■ EXCERPTED PASSAGE
It is music to our ears when we hear someone say to us, I’m all-in! We love to hear it in response to an invitation to an event we’re hosting. Someone says, I’ll participate. I’m all-in! If you are a leader at work, we love to hear that response from our employees about a project our team has been given. If you coach in athletics, it’s what you love to hear and see from your players. I’m all-in, coach! A hundred percent! Pastors love to hear it from their parishioners when they approach them to take on a mission project or teach a class. I’m all-in, pastor. Or a person hearing it from their spouse regarding their marriage, Darling, I’m all-in living life with you. No matter what, I’m with you.
It appears Jesus wants to hear and see this all-in attitude as well from those who believe in Him. We see it in a statement He made to His twelve disciples in our passage today. After describing what is about to happen to Him in Jerusalem, Jesus said, “If anyone would come after me, let him deny himself, take up his cross and follow me. For whoever would save his life will lose it, but whoever loses his life for my sake will save it.” This is a very high commitment statement.
Jesus says, “You need to deny yourself.” What does it look like to deny yourself? Oftentimes we think of Lent. I’ll deny myself some chocolate for six weeks for the sake of Jesus. But that is not what He is talking about at all.
Jesus is talking about giving up pride and ego. Renouncing your right to go your own way. Giving up your need to be in control. Instead, put Christ behind the steering wheel. Surrender your self-determination and replace it with Christ’s determination. Put your self-centered mindset aside, which seems to rule so easily, and realize that life is not about me. (I have to tell myself that a lot. “It’s not about you, Steve.”)
Jesus says to “take up your cross.” The cross was a cruel instrument of execution representing suffering and death back in those days. It is how Jesus died for our sins. It was a horrific way to die. So what does Jesus mean?
I recall a statement by Dietrich Bonhoeffer, a Christian who was martyred during World War II. In his book, The Cost of Discipleship, he wrote, “When Christ calls a person to follow, He bids him come and die.”
Someone once said cross bearing is a willing predisposition to the inevitability of suffering with Christ and for Christ as I follow Him. It is basically a willingness to take a hit with Jesus, no matter what. It is a willingness to step up, speak up, and stand up for Him and His kingdom’s cause, even if it might be uncomfortable, even if it might literally mean death.
Here are the facts, folks. A cross will come our way as a direct result of our choice to serve Christ in that way.

■ GOALS
(a) In the entries between the lines holding "the mirror reflection" and "<point>298,31</point>", inclusive, swap each "white" for "ivory" and write those lines out again with everything else left as is.
(b) Carry the devotional on being all-in with Christ forward from its final sentence.
The devotional and the entries come from different sources.

Entries excerpted from a collection:
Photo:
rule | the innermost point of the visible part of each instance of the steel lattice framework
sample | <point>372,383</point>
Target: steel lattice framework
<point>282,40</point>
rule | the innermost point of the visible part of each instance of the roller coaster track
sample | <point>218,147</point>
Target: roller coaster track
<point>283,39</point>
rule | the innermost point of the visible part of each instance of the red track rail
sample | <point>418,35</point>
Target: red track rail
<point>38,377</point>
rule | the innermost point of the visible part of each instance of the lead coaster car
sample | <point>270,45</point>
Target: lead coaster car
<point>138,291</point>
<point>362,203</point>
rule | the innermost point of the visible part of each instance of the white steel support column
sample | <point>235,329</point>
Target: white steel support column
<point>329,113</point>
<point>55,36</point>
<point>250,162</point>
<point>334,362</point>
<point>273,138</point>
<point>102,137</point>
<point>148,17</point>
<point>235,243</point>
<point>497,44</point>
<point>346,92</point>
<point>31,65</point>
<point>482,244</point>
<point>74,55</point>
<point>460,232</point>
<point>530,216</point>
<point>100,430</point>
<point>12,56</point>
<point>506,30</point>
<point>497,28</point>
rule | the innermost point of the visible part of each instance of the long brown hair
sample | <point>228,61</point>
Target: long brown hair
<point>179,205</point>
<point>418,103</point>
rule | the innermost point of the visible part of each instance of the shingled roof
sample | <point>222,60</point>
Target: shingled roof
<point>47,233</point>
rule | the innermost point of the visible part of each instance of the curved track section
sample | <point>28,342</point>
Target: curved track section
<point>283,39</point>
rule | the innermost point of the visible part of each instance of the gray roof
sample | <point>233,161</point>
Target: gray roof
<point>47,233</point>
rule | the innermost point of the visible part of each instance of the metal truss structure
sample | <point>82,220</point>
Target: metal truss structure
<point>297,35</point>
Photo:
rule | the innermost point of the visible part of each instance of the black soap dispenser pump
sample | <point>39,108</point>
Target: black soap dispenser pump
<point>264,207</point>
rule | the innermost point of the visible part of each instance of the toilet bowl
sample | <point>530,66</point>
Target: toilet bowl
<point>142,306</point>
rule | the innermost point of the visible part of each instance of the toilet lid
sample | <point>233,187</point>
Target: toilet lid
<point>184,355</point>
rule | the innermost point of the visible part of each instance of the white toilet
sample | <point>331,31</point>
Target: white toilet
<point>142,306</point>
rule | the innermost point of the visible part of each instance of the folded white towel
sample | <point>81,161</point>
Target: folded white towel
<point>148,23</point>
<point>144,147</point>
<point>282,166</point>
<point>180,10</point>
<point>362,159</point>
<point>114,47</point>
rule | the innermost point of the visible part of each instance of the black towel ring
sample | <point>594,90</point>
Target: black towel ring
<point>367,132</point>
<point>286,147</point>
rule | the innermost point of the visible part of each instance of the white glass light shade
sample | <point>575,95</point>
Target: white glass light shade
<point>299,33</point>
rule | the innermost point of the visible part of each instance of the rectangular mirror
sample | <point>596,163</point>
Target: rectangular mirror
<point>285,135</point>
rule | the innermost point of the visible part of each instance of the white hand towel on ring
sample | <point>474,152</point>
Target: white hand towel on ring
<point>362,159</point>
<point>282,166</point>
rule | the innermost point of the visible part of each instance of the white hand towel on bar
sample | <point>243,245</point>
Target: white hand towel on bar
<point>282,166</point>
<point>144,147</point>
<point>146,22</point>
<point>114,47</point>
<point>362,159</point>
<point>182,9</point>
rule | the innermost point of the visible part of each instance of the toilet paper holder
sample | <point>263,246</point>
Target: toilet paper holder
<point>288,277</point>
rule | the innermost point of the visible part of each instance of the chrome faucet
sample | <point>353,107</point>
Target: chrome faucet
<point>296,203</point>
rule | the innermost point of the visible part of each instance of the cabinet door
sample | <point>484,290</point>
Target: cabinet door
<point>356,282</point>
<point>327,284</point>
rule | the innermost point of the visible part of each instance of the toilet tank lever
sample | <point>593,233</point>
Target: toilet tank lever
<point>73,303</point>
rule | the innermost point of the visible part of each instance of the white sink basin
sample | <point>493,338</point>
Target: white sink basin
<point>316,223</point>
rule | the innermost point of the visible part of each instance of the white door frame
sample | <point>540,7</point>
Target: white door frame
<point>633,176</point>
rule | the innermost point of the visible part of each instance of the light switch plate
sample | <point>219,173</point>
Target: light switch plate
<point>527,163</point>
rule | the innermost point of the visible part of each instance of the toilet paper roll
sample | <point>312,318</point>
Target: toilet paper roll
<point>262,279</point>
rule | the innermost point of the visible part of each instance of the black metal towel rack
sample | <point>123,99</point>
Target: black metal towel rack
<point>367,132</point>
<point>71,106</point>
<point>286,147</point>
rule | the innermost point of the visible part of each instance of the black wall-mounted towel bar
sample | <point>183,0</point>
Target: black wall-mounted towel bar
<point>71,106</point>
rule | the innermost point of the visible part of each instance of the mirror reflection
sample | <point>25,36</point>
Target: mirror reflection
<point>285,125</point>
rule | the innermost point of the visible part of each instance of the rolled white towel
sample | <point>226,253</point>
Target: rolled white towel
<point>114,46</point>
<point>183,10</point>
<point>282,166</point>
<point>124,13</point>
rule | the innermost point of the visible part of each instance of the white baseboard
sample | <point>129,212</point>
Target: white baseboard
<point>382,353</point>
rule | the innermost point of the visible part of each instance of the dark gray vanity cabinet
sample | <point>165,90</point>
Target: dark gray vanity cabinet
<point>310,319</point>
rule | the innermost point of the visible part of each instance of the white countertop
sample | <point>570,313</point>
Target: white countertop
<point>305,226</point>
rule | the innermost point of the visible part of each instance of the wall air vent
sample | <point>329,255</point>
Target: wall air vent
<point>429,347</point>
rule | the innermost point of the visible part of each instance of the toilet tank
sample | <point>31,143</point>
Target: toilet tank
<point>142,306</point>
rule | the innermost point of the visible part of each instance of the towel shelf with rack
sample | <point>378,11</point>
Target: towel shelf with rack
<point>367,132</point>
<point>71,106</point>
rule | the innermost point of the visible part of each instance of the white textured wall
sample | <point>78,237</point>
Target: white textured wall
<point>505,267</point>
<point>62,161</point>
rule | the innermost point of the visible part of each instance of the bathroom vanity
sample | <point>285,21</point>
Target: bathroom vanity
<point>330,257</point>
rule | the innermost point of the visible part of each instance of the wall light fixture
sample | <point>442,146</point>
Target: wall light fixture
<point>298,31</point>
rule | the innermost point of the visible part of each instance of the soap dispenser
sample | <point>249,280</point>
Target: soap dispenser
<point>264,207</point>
==
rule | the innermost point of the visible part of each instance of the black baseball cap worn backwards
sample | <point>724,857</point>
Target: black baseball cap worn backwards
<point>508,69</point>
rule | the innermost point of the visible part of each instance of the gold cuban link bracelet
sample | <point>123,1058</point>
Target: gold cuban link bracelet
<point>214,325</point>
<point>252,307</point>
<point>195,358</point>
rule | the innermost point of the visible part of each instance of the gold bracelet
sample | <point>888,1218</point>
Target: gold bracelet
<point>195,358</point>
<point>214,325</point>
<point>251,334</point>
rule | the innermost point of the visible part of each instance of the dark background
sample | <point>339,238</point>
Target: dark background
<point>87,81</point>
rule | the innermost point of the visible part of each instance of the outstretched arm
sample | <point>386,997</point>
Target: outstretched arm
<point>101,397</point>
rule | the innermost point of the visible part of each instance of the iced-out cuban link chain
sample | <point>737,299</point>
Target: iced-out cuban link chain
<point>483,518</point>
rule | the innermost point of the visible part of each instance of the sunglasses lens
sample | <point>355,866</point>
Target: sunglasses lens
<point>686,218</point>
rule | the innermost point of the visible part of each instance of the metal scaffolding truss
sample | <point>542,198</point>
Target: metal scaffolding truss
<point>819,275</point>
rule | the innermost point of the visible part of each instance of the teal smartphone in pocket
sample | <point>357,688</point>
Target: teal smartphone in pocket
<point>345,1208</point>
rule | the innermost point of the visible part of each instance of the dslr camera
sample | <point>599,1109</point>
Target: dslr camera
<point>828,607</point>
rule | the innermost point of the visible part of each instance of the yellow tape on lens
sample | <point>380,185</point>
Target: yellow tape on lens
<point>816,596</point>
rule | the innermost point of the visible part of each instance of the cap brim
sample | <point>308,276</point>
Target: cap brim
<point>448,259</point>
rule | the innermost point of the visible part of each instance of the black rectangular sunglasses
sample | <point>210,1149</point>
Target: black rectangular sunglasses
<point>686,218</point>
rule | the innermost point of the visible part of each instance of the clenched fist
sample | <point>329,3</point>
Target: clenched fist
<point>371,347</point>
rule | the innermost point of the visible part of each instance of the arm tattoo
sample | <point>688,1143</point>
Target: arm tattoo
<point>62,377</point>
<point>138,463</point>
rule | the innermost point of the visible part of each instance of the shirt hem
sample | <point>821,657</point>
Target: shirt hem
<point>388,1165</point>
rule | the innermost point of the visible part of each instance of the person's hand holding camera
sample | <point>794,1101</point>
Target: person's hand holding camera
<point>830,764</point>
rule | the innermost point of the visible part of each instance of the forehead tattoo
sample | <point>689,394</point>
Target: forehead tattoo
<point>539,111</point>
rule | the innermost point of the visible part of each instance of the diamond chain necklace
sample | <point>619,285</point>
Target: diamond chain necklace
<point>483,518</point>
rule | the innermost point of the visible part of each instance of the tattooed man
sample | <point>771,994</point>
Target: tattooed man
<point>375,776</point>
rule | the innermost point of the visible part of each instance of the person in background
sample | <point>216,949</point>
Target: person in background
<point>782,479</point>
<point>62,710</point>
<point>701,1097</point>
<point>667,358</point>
--
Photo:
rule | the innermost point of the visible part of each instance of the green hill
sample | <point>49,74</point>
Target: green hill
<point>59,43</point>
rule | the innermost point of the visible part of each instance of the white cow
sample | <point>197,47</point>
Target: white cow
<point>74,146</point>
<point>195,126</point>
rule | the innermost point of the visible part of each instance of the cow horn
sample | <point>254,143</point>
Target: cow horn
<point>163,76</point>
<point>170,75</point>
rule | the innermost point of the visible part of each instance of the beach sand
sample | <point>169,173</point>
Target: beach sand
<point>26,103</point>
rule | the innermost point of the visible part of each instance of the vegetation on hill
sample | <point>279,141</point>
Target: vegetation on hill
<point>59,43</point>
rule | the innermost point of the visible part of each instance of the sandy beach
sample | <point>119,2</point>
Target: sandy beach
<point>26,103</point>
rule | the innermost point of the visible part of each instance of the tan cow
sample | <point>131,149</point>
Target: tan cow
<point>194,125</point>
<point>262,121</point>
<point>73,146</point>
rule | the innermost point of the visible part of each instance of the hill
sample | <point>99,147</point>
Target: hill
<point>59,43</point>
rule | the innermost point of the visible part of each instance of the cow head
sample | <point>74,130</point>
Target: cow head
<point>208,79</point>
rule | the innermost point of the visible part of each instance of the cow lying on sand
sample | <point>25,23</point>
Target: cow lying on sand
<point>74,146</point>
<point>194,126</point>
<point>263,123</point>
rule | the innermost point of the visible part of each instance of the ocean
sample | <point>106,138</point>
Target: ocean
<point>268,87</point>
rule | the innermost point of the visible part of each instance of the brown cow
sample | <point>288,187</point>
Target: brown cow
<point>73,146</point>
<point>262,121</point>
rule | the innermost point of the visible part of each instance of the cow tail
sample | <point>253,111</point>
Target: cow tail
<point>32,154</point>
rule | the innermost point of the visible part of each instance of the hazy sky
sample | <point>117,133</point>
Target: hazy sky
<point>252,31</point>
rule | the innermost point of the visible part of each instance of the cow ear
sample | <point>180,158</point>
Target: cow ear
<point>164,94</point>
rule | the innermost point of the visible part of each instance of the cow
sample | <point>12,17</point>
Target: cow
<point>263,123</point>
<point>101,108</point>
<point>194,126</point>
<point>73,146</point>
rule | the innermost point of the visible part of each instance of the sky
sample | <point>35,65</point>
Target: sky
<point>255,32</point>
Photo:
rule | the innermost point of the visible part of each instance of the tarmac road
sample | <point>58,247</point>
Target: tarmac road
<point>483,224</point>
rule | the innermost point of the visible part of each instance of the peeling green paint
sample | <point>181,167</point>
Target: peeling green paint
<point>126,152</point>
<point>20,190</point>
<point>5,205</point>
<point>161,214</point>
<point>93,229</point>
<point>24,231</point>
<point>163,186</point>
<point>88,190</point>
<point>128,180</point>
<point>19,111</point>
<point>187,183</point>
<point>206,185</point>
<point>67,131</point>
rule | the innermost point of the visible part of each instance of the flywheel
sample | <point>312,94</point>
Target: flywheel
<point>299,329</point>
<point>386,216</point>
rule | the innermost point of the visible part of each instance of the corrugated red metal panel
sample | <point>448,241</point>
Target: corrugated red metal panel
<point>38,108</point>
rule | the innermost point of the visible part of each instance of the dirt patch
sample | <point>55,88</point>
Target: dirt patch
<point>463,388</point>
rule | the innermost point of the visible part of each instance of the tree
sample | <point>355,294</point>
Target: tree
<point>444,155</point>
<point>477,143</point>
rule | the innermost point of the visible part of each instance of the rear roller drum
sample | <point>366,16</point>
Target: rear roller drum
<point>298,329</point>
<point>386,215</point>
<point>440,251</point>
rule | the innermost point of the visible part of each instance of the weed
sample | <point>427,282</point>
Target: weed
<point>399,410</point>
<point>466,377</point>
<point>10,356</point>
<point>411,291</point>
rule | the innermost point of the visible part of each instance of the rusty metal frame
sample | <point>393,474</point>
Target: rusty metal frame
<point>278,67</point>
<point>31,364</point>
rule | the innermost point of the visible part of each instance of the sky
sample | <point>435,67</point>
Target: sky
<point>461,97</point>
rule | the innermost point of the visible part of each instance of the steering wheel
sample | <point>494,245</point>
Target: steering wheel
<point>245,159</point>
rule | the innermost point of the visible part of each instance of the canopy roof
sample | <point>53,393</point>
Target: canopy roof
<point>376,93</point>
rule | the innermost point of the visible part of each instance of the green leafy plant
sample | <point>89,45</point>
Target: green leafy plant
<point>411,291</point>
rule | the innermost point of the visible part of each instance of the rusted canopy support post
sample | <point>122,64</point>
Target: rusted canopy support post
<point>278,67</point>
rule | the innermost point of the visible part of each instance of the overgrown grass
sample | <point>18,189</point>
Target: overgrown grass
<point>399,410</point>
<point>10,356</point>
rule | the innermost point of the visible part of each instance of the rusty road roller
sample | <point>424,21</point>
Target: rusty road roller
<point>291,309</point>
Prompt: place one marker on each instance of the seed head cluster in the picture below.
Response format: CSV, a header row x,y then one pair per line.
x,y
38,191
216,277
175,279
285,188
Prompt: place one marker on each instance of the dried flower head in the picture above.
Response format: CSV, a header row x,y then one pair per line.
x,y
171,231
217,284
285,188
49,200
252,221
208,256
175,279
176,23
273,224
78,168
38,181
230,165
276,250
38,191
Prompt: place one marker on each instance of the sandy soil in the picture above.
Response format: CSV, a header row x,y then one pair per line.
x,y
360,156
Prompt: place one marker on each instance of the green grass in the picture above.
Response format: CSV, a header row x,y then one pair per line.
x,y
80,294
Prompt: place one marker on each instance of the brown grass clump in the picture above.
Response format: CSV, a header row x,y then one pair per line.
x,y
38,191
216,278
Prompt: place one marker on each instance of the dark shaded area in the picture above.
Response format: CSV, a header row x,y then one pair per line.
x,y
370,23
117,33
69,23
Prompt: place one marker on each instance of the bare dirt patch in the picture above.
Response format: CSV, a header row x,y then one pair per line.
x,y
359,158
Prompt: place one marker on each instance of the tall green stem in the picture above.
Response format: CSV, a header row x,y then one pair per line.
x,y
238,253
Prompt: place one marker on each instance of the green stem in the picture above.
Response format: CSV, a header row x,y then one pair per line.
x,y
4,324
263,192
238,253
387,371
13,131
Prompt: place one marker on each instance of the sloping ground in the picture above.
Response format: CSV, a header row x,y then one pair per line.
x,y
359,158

■ WRITTEN RESPONSES
(a)
rule | the innermost point of the visible part of each instance of the mirror reflection
sample | <point>25,36</point>
Target: mirror reflection
<point>285,125</point>
rule | the innermost point of the visible part of each instance of the rolled ivory towel
sample | <point>226,253</point>
Target: rolled ivory towel
<point>114,46</point>
<point>183,10</point>
<point>282,166</point>
<point>124,13</point>
rule | the innermost point of the visible part of each instance of the ivory baseboard
sample | <point>129,212</point>
Target: ivory baseboard
<point>382,353</point>
rule | the innermost point of the visible part of each instance of the dark gray vanity cabinet
sample | <point>165,90</point>
Target: dark gray vanity cabinet
<point>310,319</point>
rule | the innermost point of the visible part of each instance of the ivory countertop
sample | <point>570,313</point>
Target: ivory countertop
<point>305,226</point>
rule | the innermost point of the visible part of each instance of the wall air vent
sample | <point>329,255</point>
Target: wall air vent
<point>429,347</point>
rule | the innermost point of the visible part of each instance of the toilet tank
sample | <point>31,143</point>
Target: toilet tank
<point>142,306</point>
rule | the innermost point of the visible part of each instance of the towel shelf with rack
sample | <point>378,11</point>
Target: towel shelf with rack
<point>367,132</point>
<point>71,106</point>
rule | the innermost point of the visible part of each instance of the ivory textured wall
sample | <point>78,237</point>
Target: ivory textured wall
<point>505,267</point>
<point>62,161</point>
rule | the innermost point of the visible part of each instance of the bathroom vanity
sample | <point>285,21</point>
Target: bathroom vanity
<point>330,257</point>
rule | the innermost point of the visible part of each instance of the wall light fixture
sample | <point>442,146</point>
Target: wall light fixture
<point>298,31</point>

(b)
• The cross of loneliness might come your way as people shun you for being too religious.
• The cross of ridicule as someone says to you, You believe in that stuff? I thought you were smarter than that.
• The cross of rejection or heartbreak over others.
• The cross of inconvenience, uncomfortable situations, sacrificing time and personal resources to carry out the mission of serving the cause of Jesus Christ in your little sphere of influence.
• The cross of loving the unlovable who may not love you back.
I’m reminded of Nancy, a friend of mine who takes care of an elderly woman. The elderly woman is a tough cookie. She is hard on Nancy. Nancy doesn’t get a penny for this, but she takes care of all her daily needs. She is all there all the time, on call for her. Nancy senses a call to do this ministry, even though it is inconvenient and irritating as can be sometimes. But she has determined that Christ wants her to do this. She takes up her cross daily and gives herself away to this person.
Perhaps your cross is telling someone about the difference Christ makes in your life and then experiencing a certain distance from others who now see you as a religious nut with an agenda.
Taking up your cross is not just a once-and-for-all thing. It is a daily thing. It’s fighting the good fight and running the good race daily as you serve Jesus. It’s praying each day, I’m yours, Jesus. Use me today as you see fit.
Taking up your cross means checking in with yourself constantly and asking, Who am I and what am I really living for today? It is daily dying to your selfish ambitions and desires, and living for Jesus Christ as He becomes your new identity.
C..S. Lewis, a great Christian writer of the last century, wrote in his classic book, Mere Christianity, “Christ says, ‘Give me all. I don’t want so much of your time and so much of your money and so much of your work: I want You. I have not come to torment your natural self, but to kill it. No half-measures are any good. I don’t want to cut off a branch here and there; I want to have the whole tree down. I don’t want to drill the tooth or crown it or stop it but to have it out. Hand over the whole natural self, all the desires which you think innocent as well as the ones you think wicked – the whole outfit. I will give you a new self instead. In fact, I will give you My self: My own will shall become yours.’”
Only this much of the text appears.